- Entries supplied -
+---+

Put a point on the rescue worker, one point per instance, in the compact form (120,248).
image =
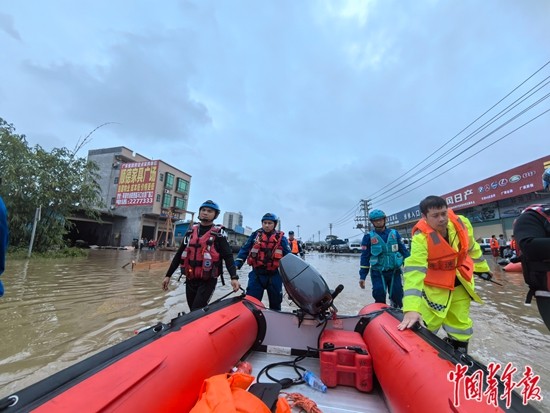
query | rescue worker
(495,249)
(382,254)
(295,245)
(200,256)
(439,274)
(262,251)
(532,232)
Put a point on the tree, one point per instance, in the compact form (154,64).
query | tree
(58,181)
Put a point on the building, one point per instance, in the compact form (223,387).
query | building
(232,220)
(143,199)
(492,204)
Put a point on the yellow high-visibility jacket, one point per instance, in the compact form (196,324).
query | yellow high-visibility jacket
(416,267)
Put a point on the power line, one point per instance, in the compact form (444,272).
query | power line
(454,166)
(459,133)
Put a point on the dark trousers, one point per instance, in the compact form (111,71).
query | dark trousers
(199,292)
(387,282)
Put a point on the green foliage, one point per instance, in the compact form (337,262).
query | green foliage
(57,181)
(21,253)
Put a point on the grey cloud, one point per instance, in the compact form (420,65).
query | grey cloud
(7,25)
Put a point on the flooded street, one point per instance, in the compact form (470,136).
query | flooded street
(57,312)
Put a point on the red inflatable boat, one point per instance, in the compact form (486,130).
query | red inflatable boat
(366,363)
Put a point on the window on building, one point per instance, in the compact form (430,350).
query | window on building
(179,203)
(182,185)
(167,201)
(169,183)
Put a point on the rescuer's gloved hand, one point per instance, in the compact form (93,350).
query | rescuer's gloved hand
(487,276)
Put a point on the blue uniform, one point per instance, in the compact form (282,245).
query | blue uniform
(260,279)
(382,255)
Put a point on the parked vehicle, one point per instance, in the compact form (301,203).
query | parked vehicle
(355,247)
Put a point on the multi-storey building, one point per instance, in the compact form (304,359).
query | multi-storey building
(143,198)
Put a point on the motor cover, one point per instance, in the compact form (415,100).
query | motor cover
(305,285)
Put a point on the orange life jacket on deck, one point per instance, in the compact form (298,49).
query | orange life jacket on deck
(266,252)
(195,266)
(227,394)
(443,260)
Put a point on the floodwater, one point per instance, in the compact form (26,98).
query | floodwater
(57,312)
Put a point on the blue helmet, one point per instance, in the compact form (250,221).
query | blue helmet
(211,204)
(546,179)
(376,214)
(269,216)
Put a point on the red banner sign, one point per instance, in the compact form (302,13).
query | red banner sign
(137,183)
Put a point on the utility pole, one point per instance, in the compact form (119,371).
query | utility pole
(37,214)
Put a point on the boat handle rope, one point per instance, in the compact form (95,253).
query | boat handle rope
(10,402)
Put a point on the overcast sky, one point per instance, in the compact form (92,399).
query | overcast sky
(301,108)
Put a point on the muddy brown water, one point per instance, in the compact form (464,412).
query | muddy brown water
(58,312)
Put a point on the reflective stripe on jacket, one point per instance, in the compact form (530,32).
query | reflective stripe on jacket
(194,265)
(416,268)
(266,252)
(385,255)
(443,260)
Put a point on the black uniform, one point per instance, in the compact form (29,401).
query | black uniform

+---+

- Your task -
Reproduce the records above without any change, starting at the line that contains "Put a point on the red inflatable" and stopping after the final line of the records.

- Right answer -
Put a point on the red inflatable boat, one point per instance, in the compact form (486,130).
query | red inflatable boat
(366,363)
Put a point on the window on building, one point per instance, in the compact form (430,350).
query | window on building
(179,203)
(182,185)
(167,201)
(169,183)
Put a point on the rescuer's gloved hand, one point per instance, in the compact form (93,350).
query | rescuer's gloved hand
(487,276)
Put a point on the blue uniform, one point per instance, in the compact form (282,245).
query | blue uniform
(260,279)
(382,255)
Put a point on the parked vehicle, one point per instance, in the compact form (301,203).
query | parked vehicle
(355,247)
Put a point on the multi-storey building, one point per instance, in the compact form (304,359).
query | multi-storey building
(143,198)
Put a point on the motor cover, one point per instance, in the compact form (415,100).
query | motor cover
(305,285)
Put a point on the orange life jacket on deck, one point per instance, in the compact form (298,49).
query | orange life jacket on deck
(266,252)
(195,266)
(227,394)
(443,260)
Put a point on the floodwater, one point per instance, in the compact form (26,98).
query | floodwater
(57,312)
Put a point on the blue helmet, one point per instance, in the compact form (250,221).
query | blue helmet
(211,204)
(546,179)
(376,214)
(269,216)
Put a point on the red banner sign, one point per instance, in the compact form (302,13).
query | red banner sign
(137,183)
Put a point on the utility pole, one point per instance, in the compact form (119,371).
query | utility pole
(37,214)
Put a point on the boat handle rope, one point per instance, in the compact form (95,253).
query | boat handle rope
(10,402)
Put a point on the overcast sky, one point per instance, in the compact form (92,399).
query | overcast sky
(301,108)
Put a point on the muddy brown water, one point per instance, in the compact form (464,412).
query | muddy brown water
(58,312)
Put a point on the reflective stripe on jacket, one point per instance, in the compact form (530,32).
query | reflective stripe on jacket
(194,265)
(416,268)
(266,252)
(385,255)
(443,260)
Put a point on the black uniform, one point per instance, in the compact form (29,401).
query | black uniform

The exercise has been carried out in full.